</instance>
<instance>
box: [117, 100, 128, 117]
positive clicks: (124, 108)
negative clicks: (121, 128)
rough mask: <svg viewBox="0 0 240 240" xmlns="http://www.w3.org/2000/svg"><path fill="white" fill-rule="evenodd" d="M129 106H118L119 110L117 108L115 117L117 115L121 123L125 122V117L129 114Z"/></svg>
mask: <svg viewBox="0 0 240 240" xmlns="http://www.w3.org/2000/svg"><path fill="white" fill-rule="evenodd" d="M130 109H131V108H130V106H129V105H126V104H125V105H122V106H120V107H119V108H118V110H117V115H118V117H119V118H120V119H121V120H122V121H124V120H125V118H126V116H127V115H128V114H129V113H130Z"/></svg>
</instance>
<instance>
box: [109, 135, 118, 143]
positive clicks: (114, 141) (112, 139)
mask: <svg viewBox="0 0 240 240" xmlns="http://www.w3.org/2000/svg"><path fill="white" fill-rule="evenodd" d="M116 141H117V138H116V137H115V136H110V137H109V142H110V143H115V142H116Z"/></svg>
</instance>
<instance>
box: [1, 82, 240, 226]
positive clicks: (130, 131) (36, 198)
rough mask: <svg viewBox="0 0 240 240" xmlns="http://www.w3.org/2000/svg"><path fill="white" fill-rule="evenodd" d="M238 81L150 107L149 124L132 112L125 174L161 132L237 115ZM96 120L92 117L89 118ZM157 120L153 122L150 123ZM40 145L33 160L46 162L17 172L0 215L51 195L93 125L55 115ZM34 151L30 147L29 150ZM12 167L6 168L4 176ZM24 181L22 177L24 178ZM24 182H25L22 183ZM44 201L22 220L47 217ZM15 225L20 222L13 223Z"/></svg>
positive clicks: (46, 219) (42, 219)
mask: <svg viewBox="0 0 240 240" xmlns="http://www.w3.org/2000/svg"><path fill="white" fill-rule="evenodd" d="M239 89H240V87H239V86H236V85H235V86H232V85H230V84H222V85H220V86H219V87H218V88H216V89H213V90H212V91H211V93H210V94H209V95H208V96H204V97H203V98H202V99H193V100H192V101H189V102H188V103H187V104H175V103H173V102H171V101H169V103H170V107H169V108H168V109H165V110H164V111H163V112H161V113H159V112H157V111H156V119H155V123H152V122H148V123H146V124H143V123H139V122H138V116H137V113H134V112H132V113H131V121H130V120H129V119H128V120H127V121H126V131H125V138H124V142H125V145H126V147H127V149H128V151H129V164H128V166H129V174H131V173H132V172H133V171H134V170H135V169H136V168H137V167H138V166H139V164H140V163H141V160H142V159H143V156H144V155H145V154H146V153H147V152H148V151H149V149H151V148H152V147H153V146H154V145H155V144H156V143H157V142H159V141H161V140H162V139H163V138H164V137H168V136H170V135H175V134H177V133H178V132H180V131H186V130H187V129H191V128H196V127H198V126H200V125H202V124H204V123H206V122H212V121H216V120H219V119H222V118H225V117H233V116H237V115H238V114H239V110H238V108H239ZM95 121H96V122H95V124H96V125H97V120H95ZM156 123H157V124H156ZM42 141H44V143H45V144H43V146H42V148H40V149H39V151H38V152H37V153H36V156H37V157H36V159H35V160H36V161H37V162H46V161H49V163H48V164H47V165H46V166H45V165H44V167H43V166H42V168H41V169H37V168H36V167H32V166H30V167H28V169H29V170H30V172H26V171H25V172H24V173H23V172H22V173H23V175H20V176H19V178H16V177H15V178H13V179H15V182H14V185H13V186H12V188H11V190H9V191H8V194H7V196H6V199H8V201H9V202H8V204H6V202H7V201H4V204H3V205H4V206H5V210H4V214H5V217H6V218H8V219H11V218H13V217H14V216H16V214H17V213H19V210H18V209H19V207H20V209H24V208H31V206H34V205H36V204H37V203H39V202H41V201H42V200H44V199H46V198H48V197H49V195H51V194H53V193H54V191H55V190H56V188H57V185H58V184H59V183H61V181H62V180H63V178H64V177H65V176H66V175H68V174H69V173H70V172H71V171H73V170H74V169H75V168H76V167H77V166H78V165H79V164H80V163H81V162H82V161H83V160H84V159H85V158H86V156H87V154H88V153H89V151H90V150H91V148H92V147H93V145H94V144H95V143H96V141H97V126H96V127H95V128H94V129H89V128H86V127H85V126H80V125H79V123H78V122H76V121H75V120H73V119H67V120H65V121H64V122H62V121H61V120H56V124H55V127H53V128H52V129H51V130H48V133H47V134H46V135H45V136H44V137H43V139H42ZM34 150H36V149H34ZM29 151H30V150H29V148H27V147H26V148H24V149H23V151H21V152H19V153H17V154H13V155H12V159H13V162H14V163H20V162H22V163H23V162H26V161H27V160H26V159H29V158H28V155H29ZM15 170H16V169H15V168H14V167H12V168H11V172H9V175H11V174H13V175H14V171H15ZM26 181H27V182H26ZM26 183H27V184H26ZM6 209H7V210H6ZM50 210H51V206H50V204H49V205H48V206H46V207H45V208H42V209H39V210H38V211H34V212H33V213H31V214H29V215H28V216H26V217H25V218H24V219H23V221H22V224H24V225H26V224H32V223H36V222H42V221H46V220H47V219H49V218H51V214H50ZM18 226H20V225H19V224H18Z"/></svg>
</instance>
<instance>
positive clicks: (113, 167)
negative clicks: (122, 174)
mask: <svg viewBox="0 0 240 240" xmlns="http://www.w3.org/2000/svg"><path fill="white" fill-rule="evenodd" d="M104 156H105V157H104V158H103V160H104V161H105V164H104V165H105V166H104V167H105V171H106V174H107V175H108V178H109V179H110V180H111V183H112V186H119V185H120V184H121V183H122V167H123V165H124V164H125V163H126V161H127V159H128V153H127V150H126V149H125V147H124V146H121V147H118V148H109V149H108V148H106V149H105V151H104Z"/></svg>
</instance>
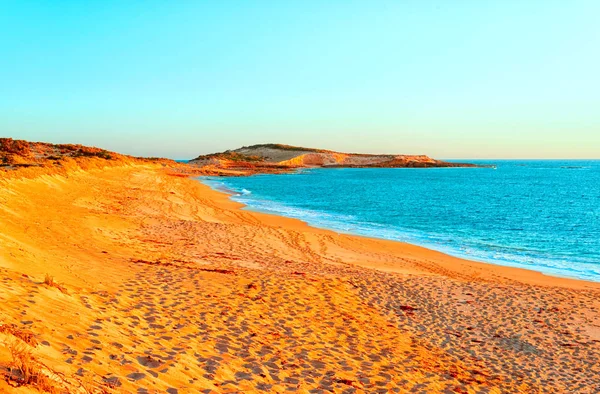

— EXERCISE OBJECTIVE —
Set down the records again exactly as they appear, leaving each picture behind.

— RESULT OF THIS EXERCISE —
</instance>
<instance>
box: [117, 100, 128, 117]
positive clicks: (124, 108)
negative clicks: (121, 128)
rough mask: <svg viewBox="0 0 240 240" xmlns="http://www.w3.org/2000/svg"><path fill="white" fill-rule="evenodd" d="M129 106H118L119 110L117 108L115 117L117 115L121 123L125 122V117L129 114Z"/></svg>
mask: <svg viewBox="0 0 240 240" xmlns="http://www.w3.org/2000/svg"><path fill="white" fill-rule="evenodd" d="M130 109H131V108H130V106H129V105H126V104H125V105H122V106H120V107H119V108H118V110H117V115H118V117H119V118H120V119H121V120H122V121H124V120H125V118H126V116H127V115H128V114H129V113H130Z"/></svg>
</instance>
<instance>
box: [109, 135, 118, 143]
positive clicks: (114, 141) (112, 139)
mask: <svg viewBox="0 0 240 240" xmlns="http://www.w3.org/2000/svg"><path fill="white" fill-rule="evenodd" d="M116 141H117V138H116V137H115V136H110V137H109V142H110V143H115V142H116Z"/></svg>
</instance>
<instance>
box: [1, 82, 240, 226]
positive clicks: (130, 131) (36, 198)
rough mask: <svg viewBox="0 0 240 240" xmlns="http://www.w3.org/2000/svg"><path fill="white" fill-rule="evenodd" d="M238 81L150 107L149 124L132 112L125 174L161 132L237 115ZM96 120L92 117L89 118ZM157 120L153 122L150 123ZM40 145L33 160L46 162L17 172L0 215L51 195L93 125L55 115ZM34 151L30 147L29 150ZM12 167L6 168L4 176ZM24 181L22 177L24 178ZM24 182H25L22 183ZM44 201L22 220L47 217ZM15 225L20 222L13 223Z"/></svg>
positive clicks: (46, 219) (42, 219)
mask: <svg viewBox="0 0 240 240" xmlns="http://www.w3.org/2000/svg"><path fill="white" fill-rule="evenodd" d="M239 89H240V87H239V86H236V85H235V86H232V85H230V84H222V85H220V86H219V87H218V88H216V89H213V90H212V91H211V93H210V94H209V95H208V96H204V97H203V98H202V99H193V100H192V101H189V102H188V103H187V104H175V103H173V102H171V101H169V103H170V107H169V108H168V109H165V110H164V111H163V112H161V113H159V112H157V111H156V119H155V123H152V122H148V123H146V124H143V123H139V122H138V116H137V113H134V112H132V113H131V121H130V120H129V119H128V120H127V121H126V131H125V138H124V142H125V145H126V147H127V149H128V151H129V164H128V166H129V174H131V173H132V172H133V171H134V170H135V169H136V168H137V167H138V166H139V164H140V163H141V160H142V159H143V156H144V155H145V154H146V153H147V152H148V151H149V149H151V148H152V147H153V146H154V145H155V144H156V143H157V142H159V141H161V140H162V139H163V138H164V137H168V136H170V135H175V134H177V133H178V132H180V131H186V130H187V129H191V128H196V127H198V126H200V125H202V124H204V123H206V122H212V121H216V120H219V119H222V118H225V117H233V116H237V115H238V114H239V110H238V108H239ZM95 121H96V122H95V124H96V125H97V120H95ZM156 123H157V124H156ZM42 141H44V143H45V144H43V146H42V148H40V149H39V151H38V152H37V153H36V156H37V157H36V159H35V160H36V161H37V162H46V161H49V163H48V164H47V165H46V166H45V165H44V167H43V166H42V168H41V169H37V168H36V167H32V166H30V167H28V169H29V170H30V172H26V171H25V172H24V173H23V172H22V173H23V175H20V176H19V178H16V177H15V178H13V179H15V182H14V185H13V186H12V188H11V190H9V191H8V194H7V196H6V199H8V201H9V202H8V204H6V202H7V201H4V204H3V205H4V206H5V210H4V214H5V217H6V218H8V219H11V218H13V217H14V216H16V214H17V213H19V210H18V209H19V207H20V209H24V208H31V206H34V205H36V204H37V203H39V202H41V201H42V200H44V199H46V198H48V197H49V195H51V194H53V193H54V191H55V190H56V188H57V185H58V184H59V183H61V181H62V180H63V178H64V177H65V176H66V175H68V174H69V173H70V172H71V171H73V170H74V169H75V168H76V167H77V166H78V165H79V164H80V163H81V162H82V161H83V160H84V159H85V158H86V156H87V154H88V153H89V151H90V150H91V148H92V147H93V145H94V144H95V143H96V141H97V126H96V127H95V128H94V129H89V128H86V127H85V126H80V125H79V123H78V122H76V121H75V120H73V119H67V120H65V121H64V122H62V121H61V120H56V124H55V127H53V128H52V129H51V130H48V133H47V134H46V135H45V136H44V137H43V139H42ZM34 150H36V149H34ZM29 151H30V150H29V148H27V147H26V148H24V149H23V151H21V152H19V153H17V154H13V155H12V159H13V162H14V163H20V162H22V163H23V162H26V161H27V160H26V159H29V158H28V155H29ZM15 170H16V169H15V168H14V167H12V168H11V172H9V175H11V174H13V175H14V171H15ZM26 181H27V182H26ZM26 183H27V184H26ZM6 209H7V210H6ZM50 210H51V206H50V204H49V205H48V206H46V207H45V208H42V209H39V210H38V211H34V212H33V213H31V214H29V215H28V216H26V217H25V218H24V219H23V221H22V224H24V225H26V224H32V223H36V222H42V221H46V220H47V219H49V218H51V214H50ZM18 226H20V225H19V224H18Z"/></svg>
</instance>
<instance>
positive clicks: (113, 167)
negative clicks: (122, 174)
mask: <svg viewBox="0 0 240 240" xmlns="http://www.w3.org/2000/svg"><path fill="white" fill-rule="evenodd" d="M104 156H105V157H104V158H103V160H104V161H105V164H104V165H105V166H104V167H105V171H106V174H107V175H108V178H109V179H110V180H111V183H112V186H119V185H120V184H121V183H122V167H123V165H124V164H125V163H126V161H127V159H128V153H127V150H126V149H125V147H124V146H121V147H118V148H109V149H108V148H106V149H105V151H104Z"/></svg>
</instance>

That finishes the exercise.